■ **Required tasks**:
A. In the forum thread about the Alabama school bus shooting, how old was the man who boarded the bus?
B. Continue the forum thread about the Alabama school bus shooting from where it stops.

■ **Text shown**:
::::::

# Alabama Bus driver dead kid held hostage



## wolf_36 (Jul 7, 2010)

I just saw this , One county over from me . A 67 yr old man entered a school bus armed and demanded 6- 8 yr old kids to be given to him . bus driver refused and was shot 3 times and killed , took one kid hostage and is held up in an under ground bunker . 
Bus Driver Reportedly Shot in Dale County
still on going

How do you convince kids it's safe to send them to school when it happens so close to home .


----------



## kirkland (Oct 24, 2012)

What the heck? That is horrible, I can already hear more gun ban BS....


----------



## wolf_36 (Jul 7, 2010)

That was my thought . Don't need to ban . Watch the video of the wittness account . said he knew the guy and everyone thought he would do something like this . If they thought this way was'nt he checked out before hand . Guess there to busy going after kids in school playing with pink water pistols and make shift lego guns .


----------



## brutemike (Mar 23, 2010)

The media has a lot to do with this also I think.You get these nut balls that see other people doing it and get there name on tv so they think well I want everyone to know me too.Like the 15 minutes of fame think.True tragedy though I hate hearing this stuff I hope they shoot that SOB...


----------



## Polaris425 (Dec 16, 2004)

brutemike said:


> The media has a lot to do with this also I think.You get these nut balls that see other people doing it and get there name on tv so they think well I want everyone to know me too.Like the 15 minutes of fame think.True tragedy though I hate hearing this stuff I hope they shoot that SOB...

::::::

■ **Recorded information**:
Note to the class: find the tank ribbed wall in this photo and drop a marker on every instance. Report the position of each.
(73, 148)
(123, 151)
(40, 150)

::::::

■ **Answers to each task**:
A. He was 67 years old.

B.
Agreed %100. They want to go out in fame. What loser wants to die a nobody when they can die with everyone in the country knowing their name. We need to ignore them, and focus ONLY on the victims, so that these other NUT JOBS will see they no longer can gain fame this way.


----------



## Musclemckeester (Aug 25, 2012)

brutemike said:


> The media has a lot to do with this also I think.You get these nut balls that see other people doing it and get there name on tv so they think well I want everyone to know me too.Like the 15 minutes of fame think.True tragedy though I hate hearing this stuff I hope they shoot that SOB...


Very well said.


----------



## JPs300 (Mar 23, 2011)

brutemike said:


> The media has a lot to do with this also I think.You get these nut balls that see other people doing it and get there name on tv so they think well I want everyone to know me too.Like the 15 minutes of fame think.True tragedy though I hate hearing this stuff I hope they shoot that SOB...





Polaris425 said:


> Agreed %100. They want to go out in fame. What loser wants to die a nobody when they can die with everyone in the country knowing their name. We need to ignore them, and focus ONLY on the victims, so that these other NUT JOBS will see they no longer can gain fame this way.


 

AGREED!!!!


----------



## brutemike (Mar 23, 2010)

Anyone know if this matter has been resolved yet.


----------



## J2! (May 8, 2010)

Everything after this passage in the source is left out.